- _Passage_

If you were following the news in 1971, chances are you were aware at least dimly of the Winter Soldier investigation, when American soldiers, sailors, and marines testified to the atrocities they had witnessed, or even participated in, during their service in Vietnam. You may also have come across reports in newspapers and magazines from time to time about other war crimes committed by the U.S. military there. However, like most of us who followed news of the war only sporadically, you probably thought only about the 1968 My Lai Massacre whenever the subject of U.S. war crimes in Vietnam saw the light of day.

The frenzy of reporting and commentary on that single event was so voluminous that you may remember some of the names of those involved: Seymour Hersh, whose fame as an investigative reporter began with his disclosure of the massacre; Ron Ridenhour, the soldier whose persistent efforts finally succeeded in gaining a hearing; and Lt. William Calley, the only person convicted of criminal acts in connection with the massacre of more than 500 Vietnamese villagers.

My Lai was characterized by the Pentagon and the Nixon Administration as an aberration, the result of “a few bad apples” such as Calley. But it was nothing of the sort, as Nick Turse reminds us in his shattering new book, Kill Anything That Moves.

- _Task to complete_
Retype word for word the stretch of the passage on U.S. war crimes in Vietnam from "The frenzy of" through "500 Vietnamese villagers.". The listing that comes next has nothing to do with the passage on U.S. war crimes in Vietnam.

- _Record excerpts_
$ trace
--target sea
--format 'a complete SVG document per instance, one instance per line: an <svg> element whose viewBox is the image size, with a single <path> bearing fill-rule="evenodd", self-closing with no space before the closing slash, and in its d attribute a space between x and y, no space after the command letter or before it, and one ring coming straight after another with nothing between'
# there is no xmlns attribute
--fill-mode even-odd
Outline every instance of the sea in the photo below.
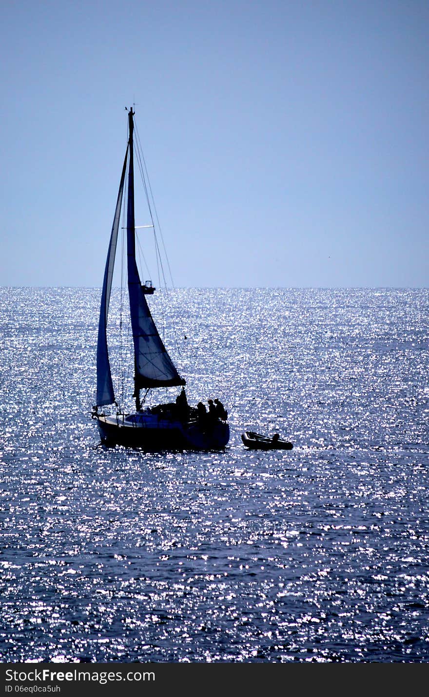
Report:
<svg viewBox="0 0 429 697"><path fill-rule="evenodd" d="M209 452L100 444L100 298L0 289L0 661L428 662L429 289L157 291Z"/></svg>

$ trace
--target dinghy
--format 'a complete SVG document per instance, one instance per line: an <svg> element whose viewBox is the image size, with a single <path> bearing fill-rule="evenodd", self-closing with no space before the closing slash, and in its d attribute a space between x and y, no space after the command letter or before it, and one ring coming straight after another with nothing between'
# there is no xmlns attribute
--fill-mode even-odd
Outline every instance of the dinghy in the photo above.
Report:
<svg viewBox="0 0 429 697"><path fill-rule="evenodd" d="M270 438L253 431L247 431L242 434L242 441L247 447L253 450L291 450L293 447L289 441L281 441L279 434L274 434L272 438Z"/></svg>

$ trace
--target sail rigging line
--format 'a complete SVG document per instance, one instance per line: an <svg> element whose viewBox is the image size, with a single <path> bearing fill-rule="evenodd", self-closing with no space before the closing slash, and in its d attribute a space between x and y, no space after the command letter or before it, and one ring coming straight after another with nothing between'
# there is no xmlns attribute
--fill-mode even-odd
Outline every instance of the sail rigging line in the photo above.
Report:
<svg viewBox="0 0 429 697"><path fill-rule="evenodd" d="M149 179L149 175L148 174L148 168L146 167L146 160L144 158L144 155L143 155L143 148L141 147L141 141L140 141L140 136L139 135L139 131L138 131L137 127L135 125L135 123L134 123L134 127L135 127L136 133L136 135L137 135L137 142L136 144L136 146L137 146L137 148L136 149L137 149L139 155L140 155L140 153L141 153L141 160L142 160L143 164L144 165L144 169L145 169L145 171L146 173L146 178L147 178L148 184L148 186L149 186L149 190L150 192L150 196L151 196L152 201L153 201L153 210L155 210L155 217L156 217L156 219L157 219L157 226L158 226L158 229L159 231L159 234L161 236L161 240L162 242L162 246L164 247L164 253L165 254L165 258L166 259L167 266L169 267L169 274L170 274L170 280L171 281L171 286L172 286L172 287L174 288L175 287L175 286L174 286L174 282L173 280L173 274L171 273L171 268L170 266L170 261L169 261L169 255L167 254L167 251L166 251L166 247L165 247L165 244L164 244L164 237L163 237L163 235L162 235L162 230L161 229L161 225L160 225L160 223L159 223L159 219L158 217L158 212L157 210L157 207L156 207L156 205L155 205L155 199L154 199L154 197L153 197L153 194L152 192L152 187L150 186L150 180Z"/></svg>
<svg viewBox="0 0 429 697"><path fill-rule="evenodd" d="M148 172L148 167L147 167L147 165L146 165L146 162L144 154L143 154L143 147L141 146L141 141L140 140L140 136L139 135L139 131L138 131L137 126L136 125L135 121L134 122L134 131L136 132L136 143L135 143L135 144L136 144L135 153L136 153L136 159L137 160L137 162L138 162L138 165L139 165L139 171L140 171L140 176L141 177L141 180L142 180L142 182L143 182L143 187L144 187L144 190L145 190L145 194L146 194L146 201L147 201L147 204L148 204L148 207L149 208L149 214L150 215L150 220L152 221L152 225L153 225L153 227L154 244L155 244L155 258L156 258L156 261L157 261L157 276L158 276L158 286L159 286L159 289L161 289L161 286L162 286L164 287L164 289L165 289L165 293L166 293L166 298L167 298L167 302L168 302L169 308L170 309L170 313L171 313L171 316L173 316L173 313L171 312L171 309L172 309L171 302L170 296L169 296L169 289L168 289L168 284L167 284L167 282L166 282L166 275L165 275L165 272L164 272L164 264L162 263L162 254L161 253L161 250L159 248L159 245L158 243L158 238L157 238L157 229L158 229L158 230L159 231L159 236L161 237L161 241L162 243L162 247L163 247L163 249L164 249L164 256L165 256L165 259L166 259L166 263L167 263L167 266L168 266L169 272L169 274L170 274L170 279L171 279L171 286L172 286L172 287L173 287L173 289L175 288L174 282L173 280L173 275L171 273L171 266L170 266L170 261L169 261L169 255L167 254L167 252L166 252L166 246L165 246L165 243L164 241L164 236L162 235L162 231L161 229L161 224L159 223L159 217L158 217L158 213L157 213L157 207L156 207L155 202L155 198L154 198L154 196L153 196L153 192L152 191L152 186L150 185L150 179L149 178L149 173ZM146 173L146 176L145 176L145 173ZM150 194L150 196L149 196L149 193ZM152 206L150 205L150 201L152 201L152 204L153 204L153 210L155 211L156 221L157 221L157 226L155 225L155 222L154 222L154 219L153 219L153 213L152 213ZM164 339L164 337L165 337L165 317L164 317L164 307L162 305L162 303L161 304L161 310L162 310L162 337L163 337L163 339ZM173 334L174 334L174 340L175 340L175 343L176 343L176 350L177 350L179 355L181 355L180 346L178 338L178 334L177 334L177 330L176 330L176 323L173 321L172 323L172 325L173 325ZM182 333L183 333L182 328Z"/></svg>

- _Written response_
The frenzy of reporting and commentary on that single event was so voluminous that you may remember some of the names of those involved: Seymour Hersh, whose fame as an investigative reporter began with his disclosure of the massacre; Ron Ridenhour, the soldier whose persistent efforts finally succeeded in gaining a hearing; and Lt. William Calley, the only person convicted of criminal acts in connection with the massacre of more than 500 Vietnamese villagers.